Can you revise the data below so that every "object detector" becomes "visual locator", with nothing else changed? Leave the pictures out of your answer.

+---+

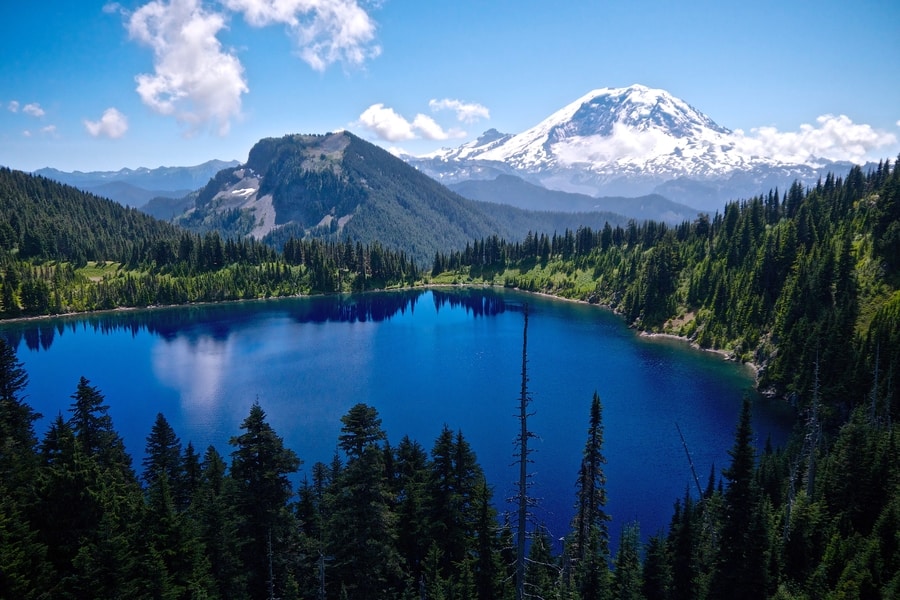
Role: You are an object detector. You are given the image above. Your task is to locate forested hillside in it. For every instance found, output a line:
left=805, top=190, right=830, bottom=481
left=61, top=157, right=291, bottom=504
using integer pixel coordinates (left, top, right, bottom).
left=0, top=164, right=419, bottom=318
left=176, top=132, right=626, bottom=264
left=432, top=161, right=900, bottom=424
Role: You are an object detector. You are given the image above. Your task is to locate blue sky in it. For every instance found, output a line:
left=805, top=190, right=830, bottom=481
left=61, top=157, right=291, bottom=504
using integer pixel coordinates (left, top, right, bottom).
left=0, top=0, right=900, bottom=171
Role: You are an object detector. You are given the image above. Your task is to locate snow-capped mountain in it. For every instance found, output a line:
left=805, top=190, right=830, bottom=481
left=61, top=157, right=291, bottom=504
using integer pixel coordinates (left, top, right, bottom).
left=410, top=85, right=856, bottom=210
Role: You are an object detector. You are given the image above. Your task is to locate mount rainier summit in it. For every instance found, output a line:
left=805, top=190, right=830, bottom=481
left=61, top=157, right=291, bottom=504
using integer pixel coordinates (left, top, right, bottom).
left=404, top=85, right=850, bottom=210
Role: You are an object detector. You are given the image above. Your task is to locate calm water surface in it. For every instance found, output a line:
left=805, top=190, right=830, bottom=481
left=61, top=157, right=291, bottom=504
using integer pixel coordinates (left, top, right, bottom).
left=0, top=290, right=791, bottom=541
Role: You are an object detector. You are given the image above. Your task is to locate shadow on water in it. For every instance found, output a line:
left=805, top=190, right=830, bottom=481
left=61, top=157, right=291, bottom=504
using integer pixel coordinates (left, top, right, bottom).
left=0, top=288, right=521, bottom=352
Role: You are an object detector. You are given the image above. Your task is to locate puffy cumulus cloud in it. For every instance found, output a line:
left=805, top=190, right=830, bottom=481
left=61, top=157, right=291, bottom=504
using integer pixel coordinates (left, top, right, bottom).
left=128, top=0, right=249, bottom=135
left=359, top=103, right=416, bottom=142
left=733, top=115, right=897, bottom=164
left=357, top=103, right=466, bottom=142
left=84, top=108, right=128, bottom=139
left=428, top=98, right=491, bottom=123
left=413, top=114, right=465, bottom=140
left=553, top=123, right=677, bottom=165
left=223, top=0, right=381, bottom=71
left=22, top=102, right=46, bottom=117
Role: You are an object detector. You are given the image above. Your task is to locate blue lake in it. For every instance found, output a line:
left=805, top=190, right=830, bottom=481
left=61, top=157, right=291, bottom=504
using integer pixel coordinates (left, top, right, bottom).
left=0, top=289, right=792, bottom=542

+---+

> In response:
Role: You are an visual locator. You are given the image above. Your task is to locate forested hillside in it. For every instance found, output a line:
left=805, top=190, right=830, bottom=481
left=61, top=157, right=291, bottom=504
using integer pixel coordinates (left, top, right, bottom).
left=0, top=164, right=419, bottom=318
left=176, top=132, right=626, bottom=264
left=432, top=161, right=900, bottom=424
Role: You are an visual locator. You are given the image above. Your task is to locate blue sky in it. For every instance found, output a line:
left=805, top=190, right=830, bottom=481
left=61, top=157, right=291, bottom=504
using integer pixel coordinates (left, top, right, bottom).
left=0, top=0, right=900, bottom=171
Role: You are an visual locator. You are given the image above. Your task is to locate snow-capped mountain in it. For every instance found, output a line:
left=805, top=190, right=830, bottom=481
left=61, top=157, right=291, bottom=504
using integer pixel coordinates (left, top, right, bottom).
left=410, top=85, right=856, bottom=210
Role: You are an visual locator. You are given the image above. Your task is to locate mount rainier summit in it. For every instance found, output a line:
left=805, top=190, right=830, bottom=481
left=61, top=157, right=291, bottom=504
using integer pixel coordinates (left, top, right, bottom).
left=404, top=85, right=850, bottom=210
Role: You are an visual locator. You are given the image above. Your task is to locate calm water surface in it. For every instance found, output a line:
left=805, top=190, right=830, bottom=481
left=61, top=157, right=291, bottom=504
using integer pixel coordinates (left, top, right, bottom).
left=0, top=290, right=791, bottom=541
Role: You are an visual locator. You are given the image above. Your task is to locate shadow on water in it. For every instance found, output a line:
left=805, top=190, right=830, bottom=481
left=61, top=157, right=291, bottom=504
using integer pixel coordinates (left, top, right, bottom).
left=0, top=288, right=521, bottom=352
Role: You are an visual locator. You are given the image above. Your task is to locate puffy cumulus cloud in it. For every instance found, output a line:
left=805, top=190, right=830, bottom=481
left=61, top=157, right=291, bottom=504
using integer pixel coordinates (left, top, right, bottom).
left=128, top=0, right=249, bottom=135
left=359, top=103, right=416, bottom=142
left=733, top=115, right=897, bottom=164
left=357, top=103, right=466, bottom=142
left=84, top=108, right=128, bottom=139
left=428, top=98, right=491, bottom=123
left=413, top=114, right=465, bottom=140
left=553, top=123, right=677, bottom=165
left=223, top=0, right=381, bottom=71
left=22, top=102, right=46, bottom=117
Role: You are an visual locator. You are given the image above. Your task is to locate blue lake in it. For every instance found, output a line:
left=805, top=190, right=830, bottom=481
left=61, top=157, right=291, bottom=504
using integer pixel coordinates (left, top, right, bottom).
left=0, top=289, right=792, bottom=542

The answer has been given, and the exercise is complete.